> _Stated goal 1_
Filter the rows below, keeping every line that contains the word "flower".

# 65 Deluxe - no heaters - resolved



## Greg Ellis (Oct 1, 2007)

I've been playing this amp regularly for several hours a day without issue.

Suddenly, this morning, it's dead. No sound at all.

I took a look at the tubes, and only the rectifier tube is lighting up. It's rather on the hot side too, but maybe that's normal enough, I don't really know.

None of the heaters are coming on, in the power tubes or the preamp tubes.

There's one obvious fuse I can find, on the back panel, and a continuity tester says that fuse is just fine.

I took a quick look inside the chassis, and I don't see any other fuses that could be responsible.

The heater wires and all their socket connections appear to be intact, and I'm getting positive continuity all the way down that line.

Any ideas?

Should I suspect that the rectifier has gone bad, as a first step?


----------



## cboutilier (Jan 12, 2016)

Doesn't the heater supply come right off the power transformer? I'd start at the PT and look for heater voltage down the line from there.


----------



## Greg Ellis (Oct 1, 2007)

PT is a Hammond 290BX.

Expecting 6.3V AC at 3A on the green wires.

Using my super-awesome cheap-as-dirt multimeter...

2.8 to 3.0V AC between each ONE of those green wires and a chassis ground.

6.2V AC if I measure between one green wire and the other green wire.

I checked each tube socket, and if I measure across the heater wires, I see about 5.7V AC at each socket.

So.. I'm wild guessing that this is ok, and the PT is fine.

And now I'm looking for a bad tube?


----------



## Greg Ellis (Oct 1, 2007)

SMH. I don't know what to think now.

I pulled each tube and checked for continuity across the heater pins, to see if I had burnt filament or something. 

Everything checked out. There was one preamp tube that didn't get a good result at first, but when I checked it again later, it was fine.

Then I put all the tubes back in their sockets and powered up and suddenly I've got heaters again.

Hooked it all up and now I've got sound. The amp seems to be working as normal.

I don't know what to think. Sketchy preamp tube? Would that actually kill the heaters on all the tubes?

It doesn't make a lot of sense to me.


----------



## LexxM3 (Oct 12, 2009)

Maybe just a dirty tube socket pin.

Not quite the same, but I recently had reverb "fail". In the end it was the tank input and moving it in/out and some contact cleaner fixed it up and no issues now. That amp and tank were 35 years old. Even aluminum oxidizes enough to open circuit.


----------



## jb welder (Sep 14, 2010)

If they were all out (except rectifier), then a bad connection somewhere between the transformer and the first tube that gets supplied.
Assuming this is the re-issue? If they are wired like the old ones, maybe at the pilot lamp socket?


----------



## Greg Ellis (Oct 1, 2007)

Not a reissue. This amp was born in 1965. 

Weird thing is that I was getting continuity on the heater circuit all the way from the pilot lamp to the end of the string of heaters. I checked every tube socket.

I didn't try that with the tubes pulled - maybe that would have show me a problem.

It's working now, I'm just not sure I can trust it.


----------



## nonreverb (Sep 19, 2006)

Make sure the heater wires at the pilot light aren't shorting to the chassis. It's a known problem.


----------



## loudtubeamps (Feb 2, 2012)

You may want to check your heater center tap (Green -Yellow) for a secure connection to ground.

> _Provided data_
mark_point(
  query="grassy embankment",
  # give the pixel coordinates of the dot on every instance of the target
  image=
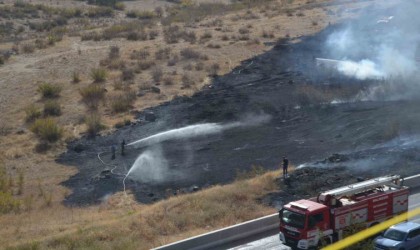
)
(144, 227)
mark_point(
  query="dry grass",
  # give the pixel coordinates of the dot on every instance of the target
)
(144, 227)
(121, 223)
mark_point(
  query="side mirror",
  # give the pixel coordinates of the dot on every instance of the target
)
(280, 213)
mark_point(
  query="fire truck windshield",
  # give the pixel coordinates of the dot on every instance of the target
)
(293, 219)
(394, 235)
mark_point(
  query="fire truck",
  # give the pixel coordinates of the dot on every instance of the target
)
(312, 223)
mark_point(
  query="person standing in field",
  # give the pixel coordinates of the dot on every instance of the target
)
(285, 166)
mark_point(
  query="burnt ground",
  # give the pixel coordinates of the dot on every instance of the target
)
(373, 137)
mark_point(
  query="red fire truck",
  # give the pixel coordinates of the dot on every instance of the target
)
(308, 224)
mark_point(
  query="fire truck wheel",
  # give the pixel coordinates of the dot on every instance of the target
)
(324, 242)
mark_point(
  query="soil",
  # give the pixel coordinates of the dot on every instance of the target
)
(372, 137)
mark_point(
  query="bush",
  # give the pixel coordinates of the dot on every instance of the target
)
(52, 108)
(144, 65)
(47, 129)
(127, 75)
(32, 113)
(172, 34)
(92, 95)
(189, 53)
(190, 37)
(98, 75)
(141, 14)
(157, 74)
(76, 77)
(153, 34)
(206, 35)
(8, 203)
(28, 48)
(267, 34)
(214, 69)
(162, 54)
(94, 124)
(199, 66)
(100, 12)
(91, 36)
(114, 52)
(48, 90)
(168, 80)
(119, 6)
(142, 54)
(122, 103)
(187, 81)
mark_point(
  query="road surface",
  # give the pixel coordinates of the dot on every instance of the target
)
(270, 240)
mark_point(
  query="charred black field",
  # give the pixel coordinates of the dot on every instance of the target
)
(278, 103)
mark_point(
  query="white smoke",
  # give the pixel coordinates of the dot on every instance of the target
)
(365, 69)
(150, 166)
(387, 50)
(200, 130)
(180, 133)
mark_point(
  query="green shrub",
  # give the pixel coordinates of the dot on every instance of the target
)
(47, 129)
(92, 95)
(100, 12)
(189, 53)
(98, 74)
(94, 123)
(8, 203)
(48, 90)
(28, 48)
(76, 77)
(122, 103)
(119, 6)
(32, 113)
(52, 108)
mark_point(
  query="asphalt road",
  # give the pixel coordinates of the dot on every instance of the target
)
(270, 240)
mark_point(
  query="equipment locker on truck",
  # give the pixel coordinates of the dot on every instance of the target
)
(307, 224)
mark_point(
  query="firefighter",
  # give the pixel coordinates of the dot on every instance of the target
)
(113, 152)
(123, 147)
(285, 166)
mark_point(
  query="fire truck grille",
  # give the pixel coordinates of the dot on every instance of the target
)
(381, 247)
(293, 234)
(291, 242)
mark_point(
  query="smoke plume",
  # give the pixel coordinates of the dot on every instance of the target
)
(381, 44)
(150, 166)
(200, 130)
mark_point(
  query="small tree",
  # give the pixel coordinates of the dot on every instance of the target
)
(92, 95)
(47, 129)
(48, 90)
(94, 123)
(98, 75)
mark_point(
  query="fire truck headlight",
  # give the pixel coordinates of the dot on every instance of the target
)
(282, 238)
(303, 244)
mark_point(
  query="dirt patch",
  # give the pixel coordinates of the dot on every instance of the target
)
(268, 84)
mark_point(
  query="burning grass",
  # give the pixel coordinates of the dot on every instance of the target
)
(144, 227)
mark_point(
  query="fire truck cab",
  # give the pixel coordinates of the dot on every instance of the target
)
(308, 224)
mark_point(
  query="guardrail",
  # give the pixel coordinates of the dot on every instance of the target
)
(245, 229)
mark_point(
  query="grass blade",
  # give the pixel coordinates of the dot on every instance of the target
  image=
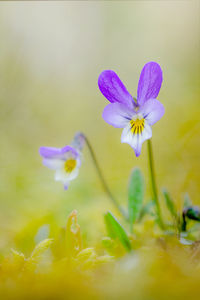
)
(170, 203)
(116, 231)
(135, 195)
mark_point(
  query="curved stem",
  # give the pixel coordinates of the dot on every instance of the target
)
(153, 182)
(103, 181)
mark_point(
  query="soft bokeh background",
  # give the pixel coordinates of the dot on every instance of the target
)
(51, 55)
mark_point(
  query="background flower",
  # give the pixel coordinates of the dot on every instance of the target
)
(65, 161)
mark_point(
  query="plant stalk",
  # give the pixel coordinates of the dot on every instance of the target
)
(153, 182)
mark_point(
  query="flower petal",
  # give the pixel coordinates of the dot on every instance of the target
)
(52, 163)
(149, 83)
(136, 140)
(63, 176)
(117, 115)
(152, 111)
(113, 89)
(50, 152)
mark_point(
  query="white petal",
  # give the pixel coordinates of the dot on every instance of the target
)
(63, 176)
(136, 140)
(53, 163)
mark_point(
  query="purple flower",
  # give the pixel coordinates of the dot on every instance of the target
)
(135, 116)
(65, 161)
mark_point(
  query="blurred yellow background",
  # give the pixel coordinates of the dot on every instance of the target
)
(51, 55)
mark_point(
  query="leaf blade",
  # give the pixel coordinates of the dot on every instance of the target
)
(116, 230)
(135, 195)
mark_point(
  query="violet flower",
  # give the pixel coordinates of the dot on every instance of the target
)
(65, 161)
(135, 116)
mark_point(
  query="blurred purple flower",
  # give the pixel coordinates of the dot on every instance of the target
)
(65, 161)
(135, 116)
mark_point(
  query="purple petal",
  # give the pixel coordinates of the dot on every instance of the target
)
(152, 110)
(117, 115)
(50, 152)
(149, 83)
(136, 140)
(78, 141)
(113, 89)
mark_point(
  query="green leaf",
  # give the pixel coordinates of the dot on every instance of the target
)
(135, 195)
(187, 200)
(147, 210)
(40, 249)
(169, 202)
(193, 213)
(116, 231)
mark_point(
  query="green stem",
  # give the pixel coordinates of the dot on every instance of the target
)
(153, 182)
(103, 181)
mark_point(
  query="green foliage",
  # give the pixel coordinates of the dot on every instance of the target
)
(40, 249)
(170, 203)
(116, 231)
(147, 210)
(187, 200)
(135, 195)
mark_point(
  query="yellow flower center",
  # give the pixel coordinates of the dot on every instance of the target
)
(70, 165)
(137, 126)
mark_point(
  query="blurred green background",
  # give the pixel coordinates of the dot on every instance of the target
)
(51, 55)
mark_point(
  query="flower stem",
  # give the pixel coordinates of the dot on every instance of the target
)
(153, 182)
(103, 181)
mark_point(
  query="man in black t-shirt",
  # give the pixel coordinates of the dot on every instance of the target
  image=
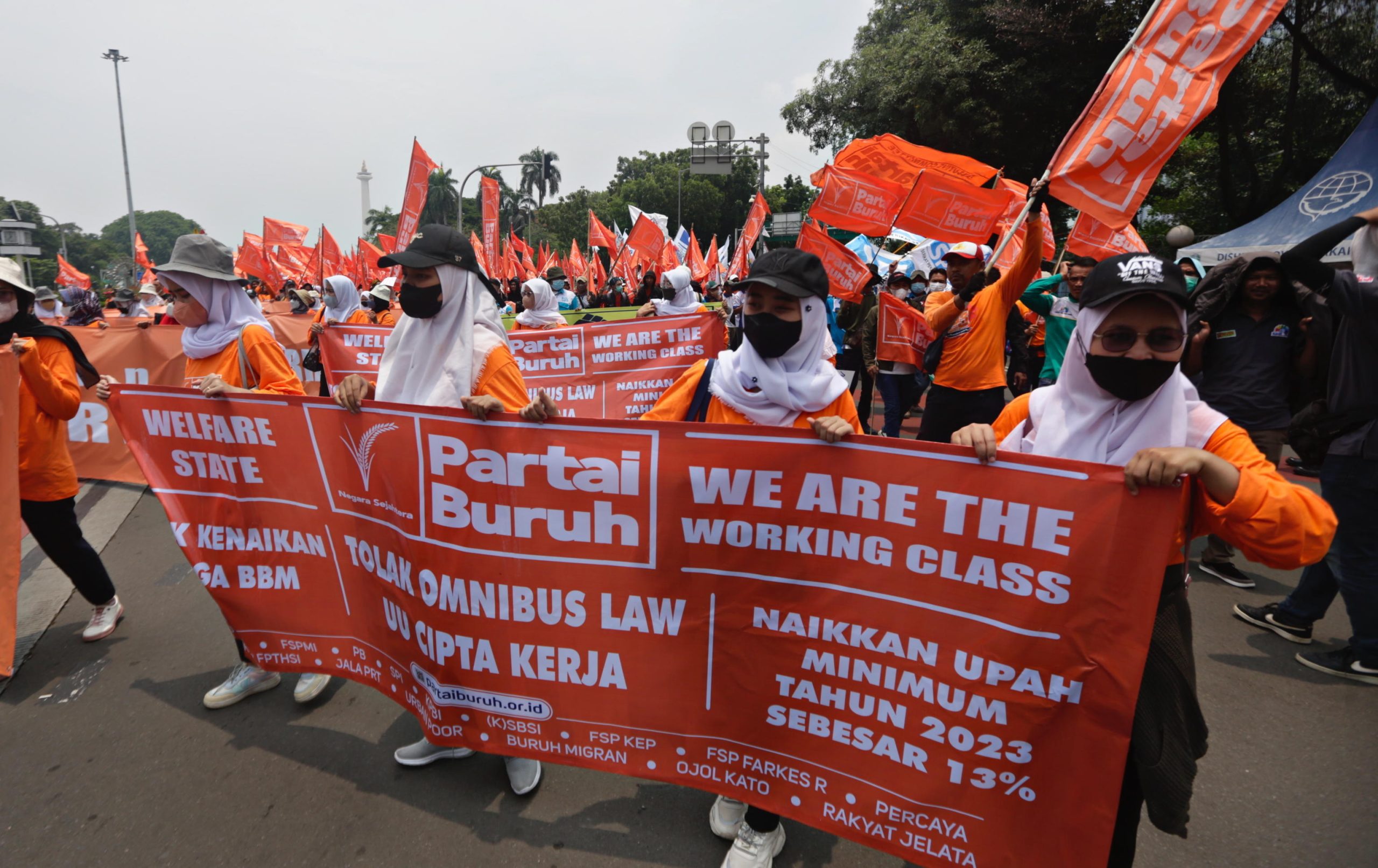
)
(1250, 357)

> _Stated goal 2_
In the forum thread above about the 65 Deluxe, what voltage did Greg Ellis read across the heater wires at each tube socket?

> _Final result 1_
  query="background flower",
  query="flower petal",
  query="purple flower",
  query="violet flower",
  query="blurred purple flower",
  query="yellow flower center",
  query="flower stem",

> _Final result 2_
About 5.7V AC.